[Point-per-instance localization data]

┌────────

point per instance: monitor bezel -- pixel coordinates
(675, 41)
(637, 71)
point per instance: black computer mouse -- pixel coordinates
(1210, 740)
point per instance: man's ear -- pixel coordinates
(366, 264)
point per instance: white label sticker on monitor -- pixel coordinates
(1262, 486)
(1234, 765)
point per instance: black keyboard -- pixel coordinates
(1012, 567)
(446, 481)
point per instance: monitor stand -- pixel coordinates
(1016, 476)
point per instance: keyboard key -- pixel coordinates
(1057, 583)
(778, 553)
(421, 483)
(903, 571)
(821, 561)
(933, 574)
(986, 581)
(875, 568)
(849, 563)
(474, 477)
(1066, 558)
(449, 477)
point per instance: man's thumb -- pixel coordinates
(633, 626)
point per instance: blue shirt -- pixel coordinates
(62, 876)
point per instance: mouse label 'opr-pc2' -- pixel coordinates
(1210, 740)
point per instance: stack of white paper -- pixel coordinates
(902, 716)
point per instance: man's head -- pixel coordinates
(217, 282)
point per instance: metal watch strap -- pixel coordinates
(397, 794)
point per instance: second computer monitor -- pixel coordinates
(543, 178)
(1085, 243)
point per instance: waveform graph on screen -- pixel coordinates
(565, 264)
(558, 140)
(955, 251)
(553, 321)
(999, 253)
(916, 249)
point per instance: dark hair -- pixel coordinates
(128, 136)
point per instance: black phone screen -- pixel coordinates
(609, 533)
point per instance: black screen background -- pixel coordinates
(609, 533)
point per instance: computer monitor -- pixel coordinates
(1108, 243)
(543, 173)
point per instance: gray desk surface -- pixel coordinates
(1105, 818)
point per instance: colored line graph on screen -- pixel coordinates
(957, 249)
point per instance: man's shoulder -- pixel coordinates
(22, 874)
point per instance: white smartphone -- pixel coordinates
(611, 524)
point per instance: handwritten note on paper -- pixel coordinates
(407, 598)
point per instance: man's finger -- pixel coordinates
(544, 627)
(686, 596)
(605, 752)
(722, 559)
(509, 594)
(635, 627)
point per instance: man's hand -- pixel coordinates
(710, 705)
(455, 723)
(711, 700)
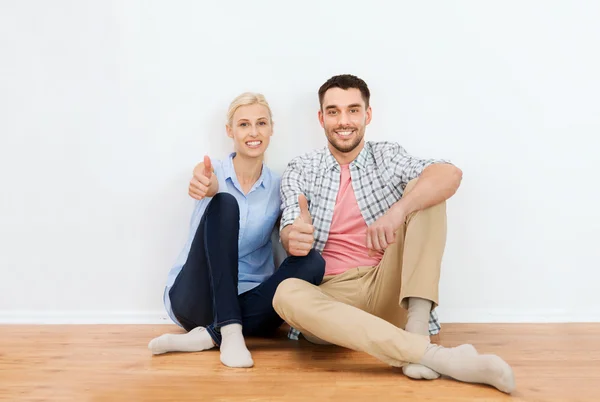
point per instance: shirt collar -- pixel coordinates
(229, 172)
(360, 161)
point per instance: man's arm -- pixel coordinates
(436, 184)
(296, 230)
(437, 181)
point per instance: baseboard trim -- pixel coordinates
(82, 317)
(447, 315)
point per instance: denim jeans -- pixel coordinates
(205, 291)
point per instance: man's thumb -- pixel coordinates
(207, 166)
(304, 214)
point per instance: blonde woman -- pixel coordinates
(221, 288)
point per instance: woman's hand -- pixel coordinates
(204, 182)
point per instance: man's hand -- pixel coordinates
(203, 183)
(382, 232)
(300, 237)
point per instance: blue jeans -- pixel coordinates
(205, 291)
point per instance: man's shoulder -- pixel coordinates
(384, 146)
(310, 158)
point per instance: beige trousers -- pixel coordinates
(364, 308)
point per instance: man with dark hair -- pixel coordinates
(378, 217)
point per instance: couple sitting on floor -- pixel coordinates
(364, 228)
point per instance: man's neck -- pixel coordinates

└────────

What to work on - Would you retype each line above exactly and skip every image?

Answer for this exercise -
point per instance: monitor bezel -- pixel coordinates
(675, 41)
(637, 71)
point per instance: black computer mouse -- pixel coordinates
(1210, 740)
point per instance: man's ear -- pixel coordinates
(366, 264)
point per instance: white label sticker on monitor -- pixel coordinates
(1262, 486)
(1234, 765)
point per instance: black keyboard -- pixel coordinates
(1012, 567)
(446, 481)
point per instance: monitor stand -- pixel coordinates
(1016, 476)
point per instance: keyboard key -- pixel coordinates
(1057, 583)
(778, 553)
(421, 483)
(903, 571)
(821, 561)
(933, 574)
(986, 581)
(875, 568)
(849, 563)
(474, 477)
(1066, 558)
(449, 477)
point per instance: man's thumb -- pixel coordinates
(633, 626)
point per instance: blue shirt -- pixel coordinates
(62, 876)
point per instance: mouse label 'opr-pc2' -- pixel coordinates
(1210, 740)
point per instance: stack of white paper -- pixel coordinates
(902, 716)
point per instance: man's head -- pixel coordinates
(217, 282)
point per instance: metal watch strap -- pixel coordinates
(397, 794)
point per instance: second computer monitor -- pixel coordinates
(543, 178)
(1085, 243)
point per instance: waveform graph on screen -- pixel coordinates
(565, 264)
(558, 140)
(955, 251)
(553, 321)
(999, 253)
(916, 249)
point per instance: dark hair -- pixel coordinates
(128, 136)
point per instance: black phone screen -- pixel coordinates
(609, 533)
point per instance: black screen background -- pixel coordinates
(609, 533)
point per instance: computer monitor -- pixel coordinates
(1108, 243)
(543, 173)
point per instance: gray desk surface -- pixel coordinates
(1105, 818)
point per instance: colored line graph on screen -- pixel coordinates
(957, 249)
point per instance: man's shoulder -- pixel coordinates
(22, 874)
point per instance: white smartphone -- pixel coordinates
(611, 524)
point per instance: handwritten note on paper -- pixel coordinates
(407, 598)
point per instance: man's finger -- pixel coordinates
(544, 627)
(686, 596)
(605, 752)
(722, 559)
(509, 594)
(635, 627)
point per instance: man's hand -- pixel coordinates
(710, 705)
(455, 723)
(711, 700)
point per instance: shirt collar -- pixel coordinates
(229, 172)
(360, 161)
point per instance: man's arm -- pixel coordinates
(436, 184)
(296, 230)
(437, 181)
point per instance: baseboard trim -- pixel coordinates
(82, 317)
(447, 315)
point per instance: denim jeans -- pixel coordinates
(205, 291)
point per instance: man's thumb -- pixel coordinates
(207, 166)
(304, 214)
point per instance: blonde woman -- pixel coordinates
(221, 288)
point per instance: woman's hand -- pixel coordinates
(204, 182)
point per instance: man's hand -- pixel coordinates
(203, 183)
(382, 232)
(300, 237)
point per instance: blue jeans -- pixel coordinates
(205, 291)
point per instance: man's shoulder -- pixel coordinates
(384, 146)
(310, 158)
point per instance: beige trousers -- pixel coordinates
(364, 308)
point per instance: man with dark hair -- pixel coordinates
(378, 217)
point per instance: couple sitting on floor -- pixel coordinates
(364, 228)
point per instance: man's neck -- pixel coordinates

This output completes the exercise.